Region annotation items:
_ _ _ _
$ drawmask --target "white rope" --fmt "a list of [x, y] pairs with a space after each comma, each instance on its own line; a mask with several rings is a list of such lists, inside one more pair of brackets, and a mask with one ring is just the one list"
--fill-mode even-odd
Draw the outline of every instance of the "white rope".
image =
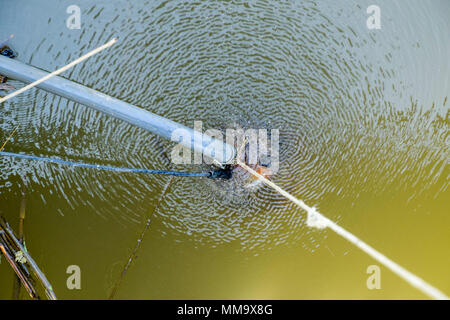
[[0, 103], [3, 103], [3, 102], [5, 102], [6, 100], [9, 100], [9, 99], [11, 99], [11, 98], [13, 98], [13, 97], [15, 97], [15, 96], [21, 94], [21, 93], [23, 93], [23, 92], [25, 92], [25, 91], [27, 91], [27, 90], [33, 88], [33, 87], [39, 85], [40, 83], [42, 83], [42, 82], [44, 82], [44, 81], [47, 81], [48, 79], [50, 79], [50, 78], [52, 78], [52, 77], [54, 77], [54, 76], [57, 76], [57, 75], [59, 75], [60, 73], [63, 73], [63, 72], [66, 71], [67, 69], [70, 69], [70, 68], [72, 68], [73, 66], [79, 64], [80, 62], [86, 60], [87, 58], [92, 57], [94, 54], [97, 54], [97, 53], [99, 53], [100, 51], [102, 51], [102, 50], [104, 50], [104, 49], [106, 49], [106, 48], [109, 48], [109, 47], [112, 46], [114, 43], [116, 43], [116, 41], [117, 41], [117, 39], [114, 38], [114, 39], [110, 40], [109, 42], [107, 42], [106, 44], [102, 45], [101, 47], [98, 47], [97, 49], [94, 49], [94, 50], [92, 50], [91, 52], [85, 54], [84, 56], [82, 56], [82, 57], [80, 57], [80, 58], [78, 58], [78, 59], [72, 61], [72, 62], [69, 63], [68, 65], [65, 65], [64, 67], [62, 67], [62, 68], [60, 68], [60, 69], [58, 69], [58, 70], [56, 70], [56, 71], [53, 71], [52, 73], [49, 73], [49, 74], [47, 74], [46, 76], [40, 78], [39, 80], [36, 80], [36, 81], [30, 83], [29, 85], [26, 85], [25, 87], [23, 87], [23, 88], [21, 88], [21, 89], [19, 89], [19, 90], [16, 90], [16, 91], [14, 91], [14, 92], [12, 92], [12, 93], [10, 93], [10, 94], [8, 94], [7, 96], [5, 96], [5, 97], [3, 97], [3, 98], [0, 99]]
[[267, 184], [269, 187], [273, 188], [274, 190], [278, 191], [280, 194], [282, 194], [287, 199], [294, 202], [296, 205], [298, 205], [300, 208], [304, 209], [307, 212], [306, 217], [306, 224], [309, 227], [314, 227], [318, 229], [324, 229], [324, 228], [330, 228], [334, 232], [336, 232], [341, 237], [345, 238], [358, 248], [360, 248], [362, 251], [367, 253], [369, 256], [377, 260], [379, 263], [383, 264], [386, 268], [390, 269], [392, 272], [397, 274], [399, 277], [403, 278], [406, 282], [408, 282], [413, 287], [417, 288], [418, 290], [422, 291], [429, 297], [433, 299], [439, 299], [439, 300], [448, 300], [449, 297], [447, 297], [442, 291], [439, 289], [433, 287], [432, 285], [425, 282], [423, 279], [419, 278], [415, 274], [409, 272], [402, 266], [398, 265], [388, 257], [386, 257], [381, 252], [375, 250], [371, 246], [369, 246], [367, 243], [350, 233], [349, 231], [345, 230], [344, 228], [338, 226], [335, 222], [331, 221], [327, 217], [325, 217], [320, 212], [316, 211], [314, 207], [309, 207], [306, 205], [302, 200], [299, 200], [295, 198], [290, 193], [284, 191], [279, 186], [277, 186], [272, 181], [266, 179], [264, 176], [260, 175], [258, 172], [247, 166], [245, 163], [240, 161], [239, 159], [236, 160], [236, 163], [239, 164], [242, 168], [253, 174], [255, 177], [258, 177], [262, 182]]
_ _ _ _
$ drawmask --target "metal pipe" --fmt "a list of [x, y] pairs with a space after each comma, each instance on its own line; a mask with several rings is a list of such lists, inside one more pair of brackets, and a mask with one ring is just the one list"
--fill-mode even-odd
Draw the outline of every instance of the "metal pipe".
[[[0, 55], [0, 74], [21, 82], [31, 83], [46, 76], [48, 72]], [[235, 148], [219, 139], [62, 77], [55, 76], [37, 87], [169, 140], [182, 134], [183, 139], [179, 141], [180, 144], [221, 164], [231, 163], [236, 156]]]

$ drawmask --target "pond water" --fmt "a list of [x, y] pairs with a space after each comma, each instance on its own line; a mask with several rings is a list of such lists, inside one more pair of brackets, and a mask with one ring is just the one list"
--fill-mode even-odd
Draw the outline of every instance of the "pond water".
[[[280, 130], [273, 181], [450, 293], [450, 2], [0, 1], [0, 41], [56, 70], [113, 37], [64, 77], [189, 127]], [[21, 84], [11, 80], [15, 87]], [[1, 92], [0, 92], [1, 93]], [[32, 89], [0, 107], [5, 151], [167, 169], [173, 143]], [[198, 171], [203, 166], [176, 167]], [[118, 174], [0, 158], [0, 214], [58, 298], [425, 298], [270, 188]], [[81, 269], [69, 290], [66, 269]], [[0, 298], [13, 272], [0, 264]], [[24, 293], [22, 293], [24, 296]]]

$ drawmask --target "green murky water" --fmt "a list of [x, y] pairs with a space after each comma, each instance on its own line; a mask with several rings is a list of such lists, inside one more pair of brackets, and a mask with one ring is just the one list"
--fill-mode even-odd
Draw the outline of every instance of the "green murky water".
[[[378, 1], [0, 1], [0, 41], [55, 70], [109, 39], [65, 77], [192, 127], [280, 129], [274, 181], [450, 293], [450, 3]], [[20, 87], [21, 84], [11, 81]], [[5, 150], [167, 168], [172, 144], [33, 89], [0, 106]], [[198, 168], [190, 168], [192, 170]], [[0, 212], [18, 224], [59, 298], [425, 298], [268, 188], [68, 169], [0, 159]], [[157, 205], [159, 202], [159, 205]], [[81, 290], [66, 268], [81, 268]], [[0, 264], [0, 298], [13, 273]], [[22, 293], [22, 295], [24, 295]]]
_ _ _ _
Your objective: Identify each line of the material above that contains the string "murky", and copy those lines out. Matches are case-sensitive.

Response:
$ drawmask --target "green murky water" --fmt "a list of [x, y] pairs with a space after each comma, each instance on its own line; a mask with several rings is a list of such lists, inside one more pair of brackets, and a mask with one ring is just the one list"
Draw the outline of every instance of the "green murky water".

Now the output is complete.